• [What is asked] Locate the line that contains "the snow on" in the entries below. Retype it and all following lines through the final one, character for character.

-------

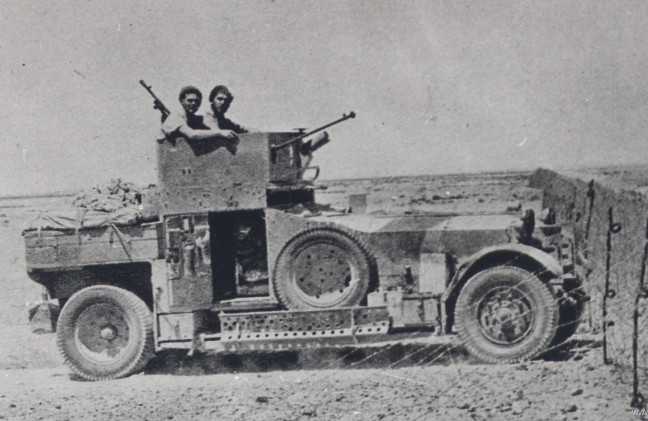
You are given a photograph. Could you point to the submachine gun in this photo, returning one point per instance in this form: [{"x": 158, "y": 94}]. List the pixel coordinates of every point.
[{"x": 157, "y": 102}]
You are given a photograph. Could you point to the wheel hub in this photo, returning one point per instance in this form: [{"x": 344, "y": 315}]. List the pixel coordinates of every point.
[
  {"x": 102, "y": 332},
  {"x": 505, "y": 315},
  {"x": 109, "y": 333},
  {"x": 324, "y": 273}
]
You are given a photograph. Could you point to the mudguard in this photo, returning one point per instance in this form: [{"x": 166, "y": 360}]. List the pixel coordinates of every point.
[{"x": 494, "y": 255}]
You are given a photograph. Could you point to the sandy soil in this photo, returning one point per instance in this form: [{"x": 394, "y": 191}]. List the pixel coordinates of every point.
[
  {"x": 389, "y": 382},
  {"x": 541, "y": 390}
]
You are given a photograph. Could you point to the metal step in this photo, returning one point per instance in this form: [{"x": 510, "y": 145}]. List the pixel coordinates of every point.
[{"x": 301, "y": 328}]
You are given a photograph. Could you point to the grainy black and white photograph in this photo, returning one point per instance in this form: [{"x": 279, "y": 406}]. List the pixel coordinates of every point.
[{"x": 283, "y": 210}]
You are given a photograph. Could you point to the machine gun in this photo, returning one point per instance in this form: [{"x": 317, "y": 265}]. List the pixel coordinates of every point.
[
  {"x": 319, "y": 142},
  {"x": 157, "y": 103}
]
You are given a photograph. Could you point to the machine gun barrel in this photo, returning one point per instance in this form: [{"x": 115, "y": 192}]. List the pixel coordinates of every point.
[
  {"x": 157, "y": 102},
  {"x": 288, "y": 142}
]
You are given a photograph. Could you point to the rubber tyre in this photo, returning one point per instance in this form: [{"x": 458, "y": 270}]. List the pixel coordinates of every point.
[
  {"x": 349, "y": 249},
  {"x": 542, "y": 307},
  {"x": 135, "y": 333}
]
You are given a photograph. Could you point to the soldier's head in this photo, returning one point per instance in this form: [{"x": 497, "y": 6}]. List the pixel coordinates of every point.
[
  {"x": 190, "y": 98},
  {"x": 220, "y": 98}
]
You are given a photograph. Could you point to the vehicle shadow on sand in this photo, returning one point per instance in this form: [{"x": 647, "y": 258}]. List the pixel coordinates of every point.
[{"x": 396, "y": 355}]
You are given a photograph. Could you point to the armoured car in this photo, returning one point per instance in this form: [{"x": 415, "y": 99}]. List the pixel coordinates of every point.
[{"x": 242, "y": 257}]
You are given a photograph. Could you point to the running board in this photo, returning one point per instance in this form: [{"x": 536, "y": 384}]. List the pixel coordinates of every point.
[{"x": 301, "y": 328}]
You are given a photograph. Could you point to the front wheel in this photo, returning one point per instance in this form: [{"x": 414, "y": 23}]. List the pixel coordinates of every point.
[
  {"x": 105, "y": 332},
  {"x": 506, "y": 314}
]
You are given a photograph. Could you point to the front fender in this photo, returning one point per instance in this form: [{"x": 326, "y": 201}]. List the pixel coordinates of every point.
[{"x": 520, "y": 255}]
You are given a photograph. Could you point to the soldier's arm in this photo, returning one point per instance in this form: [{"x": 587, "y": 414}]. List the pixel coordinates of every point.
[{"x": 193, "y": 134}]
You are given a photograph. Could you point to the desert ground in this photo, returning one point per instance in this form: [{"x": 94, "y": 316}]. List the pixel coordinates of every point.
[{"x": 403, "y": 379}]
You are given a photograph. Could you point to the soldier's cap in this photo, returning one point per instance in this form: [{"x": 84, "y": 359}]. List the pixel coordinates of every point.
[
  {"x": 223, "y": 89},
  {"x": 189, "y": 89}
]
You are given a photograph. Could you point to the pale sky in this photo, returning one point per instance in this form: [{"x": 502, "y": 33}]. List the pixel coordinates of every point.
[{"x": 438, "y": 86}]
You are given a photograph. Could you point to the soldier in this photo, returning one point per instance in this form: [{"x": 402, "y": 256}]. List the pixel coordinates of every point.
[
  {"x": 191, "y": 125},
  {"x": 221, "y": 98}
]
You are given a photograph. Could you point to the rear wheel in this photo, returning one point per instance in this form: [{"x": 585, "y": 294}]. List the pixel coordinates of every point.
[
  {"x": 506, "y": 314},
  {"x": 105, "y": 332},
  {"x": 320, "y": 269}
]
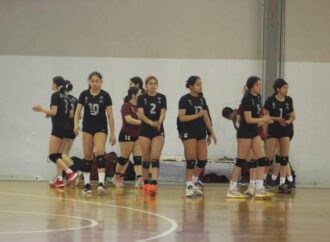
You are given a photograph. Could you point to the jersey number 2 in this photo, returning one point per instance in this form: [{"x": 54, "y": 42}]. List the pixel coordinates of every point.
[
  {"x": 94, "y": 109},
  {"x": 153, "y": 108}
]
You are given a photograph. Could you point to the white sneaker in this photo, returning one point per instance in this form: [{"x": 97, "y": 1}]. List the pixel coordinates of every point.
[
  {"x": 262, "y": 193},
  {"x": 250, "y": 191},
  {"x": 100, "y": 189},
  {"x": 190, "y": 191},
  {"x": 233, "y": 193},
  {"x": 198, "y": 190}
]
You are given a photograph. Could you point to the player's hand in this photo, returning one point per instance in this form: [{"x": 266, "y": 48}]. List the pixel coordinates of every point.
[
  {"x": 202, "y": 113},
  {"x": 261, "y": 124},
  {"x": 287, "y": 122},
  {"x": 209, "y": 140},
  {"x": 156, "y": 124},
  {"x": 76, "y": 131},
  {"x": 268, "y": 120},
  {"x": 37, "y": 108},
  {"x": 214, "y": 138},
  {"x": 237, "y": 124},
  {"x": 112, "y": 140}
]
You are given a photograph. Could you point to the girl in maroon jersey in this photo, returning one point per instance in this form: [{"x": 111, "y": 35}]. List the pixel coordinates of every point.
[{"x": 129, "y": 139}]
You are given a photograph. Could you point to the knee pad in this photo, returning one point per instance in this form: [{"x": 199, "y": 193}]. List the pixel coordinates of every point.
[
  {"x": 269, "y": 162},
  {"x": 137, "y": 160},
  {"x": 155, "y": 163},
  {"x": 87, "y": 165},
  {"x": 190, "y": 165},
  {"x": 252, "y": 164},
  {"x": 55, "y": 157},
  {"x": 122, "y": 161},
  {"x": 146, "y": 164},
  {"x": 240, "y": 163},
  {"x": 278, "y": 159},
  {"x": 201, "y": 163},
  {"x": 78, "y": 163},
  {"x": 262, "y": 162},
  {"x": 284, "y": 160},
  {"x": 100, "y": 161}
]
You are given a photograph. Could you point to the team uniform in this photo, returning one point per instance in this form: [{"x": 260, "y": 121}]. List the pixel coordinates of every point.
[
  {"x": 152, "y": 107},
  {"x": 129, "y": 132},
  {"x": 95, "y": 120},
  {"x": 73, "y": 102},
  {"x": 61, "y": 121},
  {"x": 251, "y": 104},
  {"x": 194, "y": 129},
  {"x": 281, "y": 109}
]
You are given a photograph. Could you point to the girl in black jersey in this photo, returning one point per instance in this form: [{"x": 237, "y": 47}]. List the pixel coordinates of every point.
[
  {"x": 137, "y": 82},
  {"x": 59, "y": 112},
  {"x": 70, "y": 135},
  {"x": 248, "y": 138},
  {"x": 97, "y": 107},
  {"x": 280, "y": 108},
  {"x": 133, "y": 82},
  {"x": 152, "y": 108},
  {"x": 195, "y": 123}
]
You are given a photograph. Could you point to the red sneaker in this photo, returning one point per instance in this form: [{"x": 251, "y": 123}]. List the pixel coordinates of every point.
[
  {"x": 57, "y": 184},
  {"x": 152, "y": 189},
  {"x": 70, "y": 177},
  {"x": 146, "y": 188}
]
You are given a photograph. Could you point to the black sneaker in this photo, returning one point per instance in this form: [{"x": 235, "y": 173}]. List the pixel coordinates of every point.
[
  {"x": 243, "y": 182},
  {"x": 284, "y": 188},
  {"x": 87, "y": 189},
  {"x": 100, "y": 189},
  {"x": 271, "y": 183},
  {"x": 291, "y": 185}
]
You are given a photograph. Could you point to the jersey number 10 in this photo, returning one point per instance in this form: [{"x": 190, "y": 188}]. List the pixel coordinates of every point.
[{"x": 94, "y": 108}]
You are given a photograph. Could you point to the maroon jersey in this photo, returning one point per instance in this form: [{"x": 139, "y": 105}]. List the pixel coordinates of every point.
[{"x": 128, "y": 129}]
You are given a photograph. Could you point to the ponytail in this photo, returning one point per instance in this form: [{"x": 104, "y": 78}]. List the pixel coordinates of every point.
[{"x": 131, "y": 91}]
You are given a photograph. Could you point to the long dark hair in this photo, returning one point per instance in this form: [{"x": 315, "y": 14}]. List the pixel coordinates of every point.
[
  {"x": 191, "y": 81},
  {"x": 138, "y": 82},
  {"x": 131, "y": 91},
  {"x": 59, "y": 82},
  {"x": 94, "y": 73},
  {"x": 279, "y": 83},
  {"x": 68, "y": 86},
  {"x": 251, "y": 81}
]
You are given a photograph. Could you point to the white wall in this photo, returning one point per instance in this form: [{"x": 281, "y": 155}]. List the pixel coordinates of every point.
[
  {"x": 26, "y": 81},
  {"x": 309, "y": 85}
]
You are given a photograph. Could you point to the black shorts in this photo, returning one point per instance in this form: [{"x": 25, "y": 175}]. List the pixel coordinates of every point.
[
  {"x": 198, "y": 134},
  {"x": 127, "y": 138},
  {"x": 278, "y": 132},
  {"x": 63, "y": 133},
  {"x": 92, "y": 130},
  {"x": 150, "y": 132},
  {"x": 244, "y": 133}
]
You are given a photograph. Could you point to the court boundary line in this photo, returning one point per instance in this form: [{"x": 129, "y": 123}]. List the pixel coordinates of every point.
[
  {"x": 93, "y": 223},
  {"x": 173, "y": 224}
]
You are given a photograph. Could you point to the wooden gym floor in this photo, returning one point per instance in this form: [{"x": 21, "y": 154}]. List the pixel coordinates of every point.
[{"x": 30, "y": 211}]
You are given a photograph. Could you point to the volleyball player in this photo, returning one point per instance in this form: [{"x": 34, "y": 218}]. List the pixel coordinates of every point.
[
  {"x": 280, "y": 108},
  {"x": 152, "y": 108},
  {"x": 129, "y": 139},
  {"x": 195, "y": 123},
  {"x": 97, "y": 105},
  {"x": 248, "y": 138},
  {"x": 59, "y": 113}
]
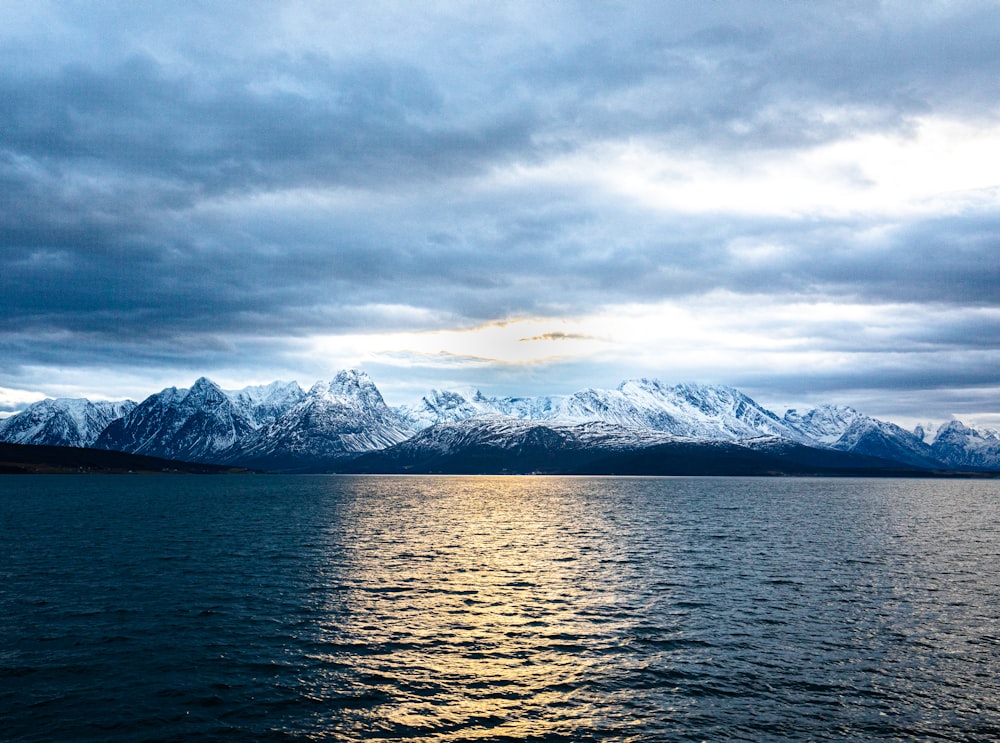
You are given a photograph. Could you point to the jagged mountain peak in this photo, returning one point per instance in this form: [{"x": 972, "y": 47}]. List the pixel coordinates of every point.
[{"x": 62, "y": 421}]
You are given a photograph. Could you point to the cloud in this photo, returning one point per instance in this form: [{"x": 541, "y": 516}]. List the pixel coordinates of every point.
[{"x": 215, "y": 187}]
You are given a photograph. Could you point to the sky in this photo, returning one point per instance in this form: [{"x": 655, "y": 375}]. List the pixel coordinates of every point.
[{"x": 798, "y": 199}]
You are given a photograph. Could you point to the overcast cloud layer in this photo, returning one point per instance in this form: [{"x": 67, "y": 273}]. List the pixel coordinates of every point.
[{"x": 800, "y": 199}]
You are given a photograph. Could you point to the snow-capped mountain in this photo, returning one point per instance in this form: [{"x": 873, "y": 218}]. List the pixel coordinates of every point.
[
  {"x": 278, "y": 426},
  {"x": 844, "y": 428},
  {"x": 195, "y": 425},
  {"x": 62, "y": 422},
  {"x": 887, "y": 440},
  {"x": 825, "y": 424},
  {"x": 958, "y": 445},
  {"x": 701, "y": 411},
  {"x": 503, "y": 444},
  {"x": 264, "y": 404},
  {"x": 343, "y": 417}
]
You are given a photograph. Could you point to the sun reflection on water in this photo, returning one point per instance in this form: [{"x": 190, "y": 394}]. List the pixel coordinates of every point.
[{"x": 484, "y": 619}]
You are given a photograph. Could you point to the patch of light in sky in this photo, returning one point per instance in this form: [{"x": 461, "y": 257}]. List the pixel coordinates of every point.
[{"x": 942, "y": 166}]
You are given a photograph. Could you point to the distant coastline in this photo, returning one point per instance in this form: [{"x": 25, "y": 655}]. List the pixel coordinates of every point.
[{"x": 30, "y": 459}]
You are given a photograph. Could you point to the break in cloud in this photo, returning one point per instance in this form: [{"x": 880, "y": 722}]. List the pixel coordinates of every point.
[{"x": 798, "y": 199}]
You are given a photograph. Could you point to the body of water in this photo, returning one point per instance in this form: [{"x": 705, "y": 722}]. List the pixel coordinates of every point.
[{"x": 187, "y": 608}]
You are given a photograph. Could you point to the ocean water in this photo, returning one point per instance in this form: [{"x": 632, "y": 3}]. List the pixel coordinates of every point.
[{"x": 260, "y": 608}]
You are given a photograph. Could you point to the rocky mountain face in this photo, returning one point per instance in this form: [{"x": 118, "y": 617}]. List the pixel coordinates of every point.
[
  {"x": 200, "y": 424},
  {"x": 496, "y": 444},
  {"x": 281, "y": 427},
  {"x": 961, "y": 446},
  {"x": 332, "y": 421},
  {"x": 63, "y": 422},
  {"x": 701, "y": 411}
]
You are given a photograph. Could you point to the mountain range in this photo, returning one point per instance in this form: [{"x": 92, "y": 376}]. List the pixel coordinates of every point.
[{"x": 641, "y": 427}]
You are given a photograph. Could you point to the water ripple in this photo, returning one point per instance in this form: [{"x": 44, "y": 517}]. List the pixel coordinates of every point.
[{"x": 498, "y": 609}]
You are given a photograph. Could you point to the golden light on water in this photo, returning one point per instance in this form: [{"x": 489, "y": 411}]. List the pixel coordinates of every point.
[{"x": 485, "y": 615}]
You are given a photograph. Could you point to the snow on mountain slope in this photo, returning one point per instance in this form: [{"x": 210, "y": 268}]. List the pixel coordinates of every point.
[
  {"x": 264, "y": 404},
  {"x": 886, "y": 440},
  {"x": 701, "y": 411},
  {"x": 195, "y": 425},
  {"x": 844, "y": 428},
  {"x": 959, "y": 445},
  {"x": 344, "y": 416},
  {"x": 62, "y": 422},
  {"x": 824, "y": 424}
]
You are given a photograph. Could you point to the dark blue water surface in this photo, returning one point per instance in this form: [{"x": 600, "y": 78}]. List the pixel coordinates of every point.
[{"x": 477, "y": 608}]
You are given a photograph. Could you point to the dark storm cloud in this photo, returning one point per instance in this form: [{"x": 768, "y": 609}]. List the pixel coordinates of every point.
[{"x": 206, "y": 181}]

-------

• [Output of the exercise]
You are given a photograph. Could you point to the snow on mountain slope in this photo, returning one point per instance in this form: [{"x": 210, "y": 268}]. List the pixel coordinates of every point.
[
  {"x": 264, "y": 404},
  {"x": 886, "y": 440},
  {"x": 701, "y": 411},
  {"x": 195, "y": 425},
  {"x": 844, "y": 428},
  {"x": 959, "y": 445},
  {"x": 344, "y": 416},
  {"x": 62, "y": 422},
  {"x": 824, "y": 424}
]
You are given a photograph. Could you point to the dark blue water surface in this photo, returning one point per instance in this form: [{"x": 600, "y": 78}]. List the pixel coordinates of every point.
[{"x": 477, "y": 608}]
You are given a photograph. Could you point to the dark storm cloud in this photo, returning one point per instance in this form: [{"x": 768, "y": 609}]. List the pixel coordinates of every point.
[{"x": 206, "y": 181}]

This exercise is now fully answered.